- [Written instruction]:
Reproduce the items word for word, from the start through the line containing "column 431, row 297".

Point-based annotation data
## BEGIN
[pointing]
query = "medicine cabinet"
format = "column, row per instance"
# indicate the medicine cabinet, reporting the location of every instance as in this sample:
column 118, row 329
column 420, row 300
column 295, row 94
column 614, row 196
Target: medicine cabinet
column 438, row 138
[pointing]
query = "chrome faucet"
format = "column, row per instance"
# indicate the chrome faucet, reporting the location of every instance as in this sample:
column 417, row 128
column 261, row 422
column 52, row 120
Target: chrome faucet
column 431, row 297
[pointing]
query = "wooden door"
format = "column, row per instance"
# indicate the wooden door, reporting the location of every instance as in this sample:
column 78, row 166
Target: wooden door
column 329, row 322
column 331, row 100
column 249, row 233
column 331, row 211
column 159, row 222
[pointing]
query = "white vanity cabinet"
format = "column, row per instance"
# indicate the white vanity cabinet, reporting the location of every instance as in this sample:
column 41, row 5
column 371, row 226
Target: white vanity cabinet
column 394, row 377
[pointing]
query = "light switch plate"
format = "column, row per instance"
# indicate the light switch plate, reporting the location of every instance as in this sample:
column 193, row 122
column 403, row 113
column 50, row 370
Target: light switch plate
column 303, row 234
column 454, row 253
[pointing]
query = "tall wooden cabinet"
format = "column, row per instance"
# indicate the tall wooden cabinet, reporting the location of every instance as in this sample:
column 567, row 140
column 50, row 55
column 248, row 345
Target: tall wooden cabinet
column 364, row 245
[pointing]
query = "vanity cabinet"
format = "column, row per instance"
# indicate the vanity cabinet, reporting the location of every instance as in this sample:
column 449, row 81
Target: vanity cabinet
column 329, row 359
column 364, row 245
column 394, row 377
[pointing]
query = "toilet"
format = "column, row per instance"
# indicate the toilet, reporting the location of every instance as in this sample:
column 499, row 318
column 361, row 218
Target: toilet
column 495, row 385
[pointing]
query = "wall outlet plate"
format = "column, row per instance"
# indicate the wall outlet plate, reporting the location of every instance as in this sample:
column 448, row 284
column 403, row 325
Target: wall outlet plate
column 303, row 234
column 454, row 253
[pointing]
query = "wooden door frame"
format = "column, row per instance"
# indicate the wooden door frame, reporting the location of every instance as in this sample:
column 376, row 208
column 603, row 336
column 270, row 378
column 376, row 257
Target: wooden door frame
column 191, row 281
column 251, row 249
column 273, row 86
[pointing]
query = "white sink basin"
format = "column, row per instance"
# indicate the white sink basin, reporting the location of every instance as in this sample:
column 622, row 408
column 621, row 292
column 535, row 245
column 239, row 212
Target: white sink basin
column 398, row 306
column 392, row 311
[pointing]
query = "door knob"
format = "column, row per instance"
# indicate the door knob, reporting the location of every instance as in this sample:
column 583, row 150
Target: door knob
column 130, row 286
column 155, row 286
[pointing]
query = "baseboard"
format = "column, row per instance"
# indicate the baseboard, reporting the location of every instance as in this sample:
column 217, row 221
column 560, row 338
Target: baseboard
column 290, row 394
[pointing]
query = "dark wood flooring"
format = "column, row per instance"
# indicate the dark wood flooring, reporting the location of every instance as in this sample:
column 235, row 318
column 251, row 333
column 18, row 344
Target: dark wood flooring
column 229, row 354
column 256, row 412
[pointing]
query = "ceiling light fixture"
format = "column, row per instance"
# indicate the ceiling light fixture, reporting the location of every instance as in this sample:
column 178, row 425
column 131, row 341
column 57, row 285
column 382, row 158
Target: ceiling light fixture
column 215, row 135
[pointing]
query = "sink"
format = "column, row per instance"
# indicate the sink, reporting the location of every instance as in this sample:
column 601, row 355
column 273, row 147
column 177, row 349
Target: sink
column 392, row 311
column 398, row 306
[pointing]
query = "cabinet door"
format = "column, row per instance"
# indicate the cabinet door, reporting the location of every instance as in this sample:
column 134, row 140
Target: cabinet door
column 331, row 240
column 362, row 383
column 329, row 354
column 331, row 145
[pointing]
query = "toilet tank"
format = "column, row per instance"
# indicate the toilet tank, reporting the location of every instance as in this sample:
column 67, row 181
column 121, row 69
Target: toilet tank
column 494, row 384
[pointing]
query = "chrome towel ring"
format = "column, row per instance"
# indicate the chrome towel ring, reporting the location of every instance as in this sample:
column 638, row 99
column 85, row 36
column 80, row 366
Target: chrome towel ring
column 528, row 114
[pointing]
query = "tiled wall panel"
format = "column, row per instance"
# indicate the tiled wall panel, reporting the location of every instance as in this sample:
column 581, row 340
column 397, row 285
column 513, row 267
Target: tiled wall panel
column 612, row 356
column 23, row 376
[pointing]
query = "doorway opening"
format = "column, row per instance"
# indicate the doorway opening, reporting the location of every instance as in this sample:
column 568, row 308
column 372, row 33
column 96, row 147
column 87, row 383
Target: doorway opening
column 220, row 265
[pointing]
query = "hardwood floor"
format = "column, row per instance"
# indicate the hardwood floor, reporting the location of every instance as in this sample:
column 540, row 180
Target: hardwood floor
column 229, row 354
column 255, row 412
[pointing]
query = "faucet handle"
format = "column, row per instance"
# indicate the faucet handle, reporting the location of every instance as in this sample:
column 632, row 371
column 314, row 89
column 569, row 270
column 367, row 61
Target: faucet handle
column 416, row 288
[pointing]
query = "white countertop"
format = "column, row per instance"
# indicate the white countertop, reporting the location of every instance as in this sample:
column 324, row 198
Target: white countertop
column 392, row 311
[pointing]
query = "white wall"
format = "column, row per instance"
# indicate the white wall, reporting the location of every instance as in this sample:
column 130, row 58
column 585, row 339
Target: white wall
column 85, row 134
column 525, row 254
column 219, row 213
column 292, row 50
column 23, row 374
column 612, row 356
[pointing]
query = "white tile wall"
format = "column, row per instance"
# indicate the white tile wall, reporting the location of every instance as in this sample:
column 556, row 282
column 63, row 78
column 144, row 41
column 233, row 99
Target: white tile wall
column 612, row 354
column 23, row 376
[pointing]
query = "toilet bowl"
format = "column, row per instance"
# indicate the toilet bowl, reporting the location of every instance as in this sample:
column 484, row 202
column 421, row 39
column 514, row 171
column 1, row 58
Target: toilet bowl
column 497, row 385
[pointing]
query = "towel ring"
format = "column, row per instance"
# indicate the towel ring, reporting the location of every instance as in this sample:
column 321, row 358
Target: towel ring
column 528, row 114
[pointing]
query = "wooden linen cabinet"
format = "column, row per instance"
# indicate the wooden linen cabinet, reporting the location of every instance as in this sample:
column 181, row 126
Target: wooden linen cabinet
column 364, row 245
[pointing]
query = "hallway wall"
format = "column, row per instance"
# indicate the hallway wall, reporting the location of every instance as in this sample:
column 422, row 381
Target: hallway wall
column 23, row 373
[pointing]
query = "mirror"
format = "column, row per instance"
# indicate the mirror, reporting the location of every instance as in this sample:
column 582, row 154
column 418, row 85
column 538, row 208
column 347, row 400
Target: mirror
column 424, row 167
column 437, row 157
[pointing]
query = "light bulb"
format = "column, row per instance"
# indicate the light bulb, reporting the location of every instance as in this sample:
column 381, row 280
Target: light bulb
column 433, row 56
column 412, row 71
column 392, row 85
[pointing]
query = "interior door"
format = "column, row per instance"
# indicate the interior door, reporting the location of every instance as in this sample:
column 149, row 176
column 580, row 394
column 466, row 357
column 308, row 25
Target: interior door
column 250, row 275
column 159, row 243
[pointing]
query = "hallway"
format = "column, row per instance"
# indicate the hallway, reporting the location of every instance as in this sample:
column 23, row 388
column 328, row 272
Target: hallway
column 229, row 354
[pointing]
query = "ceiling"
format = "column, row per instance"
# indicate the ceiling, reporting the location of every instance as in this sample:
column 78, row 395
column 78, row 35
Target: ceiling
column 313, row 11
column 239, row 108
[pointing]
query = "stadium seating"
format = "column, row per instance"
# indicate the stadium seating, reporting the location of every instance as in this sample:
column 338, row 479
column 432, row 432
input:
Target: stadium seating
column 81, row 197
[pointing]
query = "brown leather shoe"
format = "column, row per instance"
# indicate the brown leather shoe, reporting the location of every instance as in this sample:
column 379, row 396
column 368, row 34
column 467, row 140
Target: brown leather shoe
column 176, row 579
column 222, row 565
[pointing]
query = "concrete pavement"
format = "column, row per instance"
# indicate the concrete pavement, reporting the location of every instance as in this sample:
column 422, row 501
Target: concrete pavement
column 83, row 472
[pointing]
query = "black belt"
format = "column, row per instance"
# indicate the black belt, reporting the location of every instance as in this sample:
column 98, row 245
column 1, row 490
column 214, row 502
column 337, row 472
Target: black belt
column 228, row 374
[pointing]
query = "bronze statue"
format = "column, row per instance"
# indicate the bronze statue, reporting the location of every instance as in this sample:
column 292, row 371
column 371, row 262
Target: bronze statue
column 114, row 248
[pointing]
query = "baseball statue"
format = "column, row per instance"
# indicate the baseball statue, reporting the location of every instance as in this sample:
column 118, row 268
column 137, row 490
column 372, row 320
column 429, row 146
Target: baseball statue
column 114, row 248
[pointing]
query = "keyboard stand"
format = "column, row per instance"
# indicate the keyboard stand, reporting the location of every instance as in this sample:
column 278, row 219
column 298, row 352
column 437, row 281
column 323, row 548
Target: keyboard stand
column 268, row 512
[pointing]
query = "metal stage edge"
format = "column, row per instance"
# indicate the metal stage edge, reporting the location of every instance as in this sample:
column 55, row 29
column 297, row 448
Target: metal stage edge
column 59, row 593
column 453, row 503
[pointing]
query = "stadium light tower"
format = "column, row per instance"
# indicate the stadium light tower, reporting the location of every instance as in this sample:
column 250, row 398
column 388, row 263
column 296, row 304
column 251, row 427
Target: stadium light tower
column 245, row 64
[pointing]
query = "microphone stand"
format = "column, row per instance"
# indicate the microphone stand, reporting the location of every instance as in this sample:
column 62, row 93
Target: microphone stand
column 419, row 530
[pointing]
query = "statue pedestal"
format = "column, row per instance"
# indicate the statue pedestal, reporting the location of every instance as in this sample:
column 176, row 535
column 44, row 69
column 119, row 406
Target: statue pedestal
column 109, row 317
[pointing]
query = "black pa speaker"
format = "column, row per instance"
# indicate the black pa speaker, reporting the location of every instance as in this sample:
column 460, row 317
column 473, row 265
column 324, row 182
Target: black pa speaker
## END
- [Result]:
[pointing]
query = "medicine cabinet"
format = "column, row per instance"
# indicate the medicine cabinet, reporting the location of every instance as in this sample:
column 118, row 329
column 420, row 300
column 295, row 94
column 614, row 196
Target: medicine cabinet
column 438, row 138
[pointing]
query = "chrome faucet"
format = "column, row per instance"
# indicate the chrome faucet, reporting the location of every instance as in this sample:
column 417, row 128
column 261, row 422
column 52, row 120
Target: chrome faucet
column 431, row 297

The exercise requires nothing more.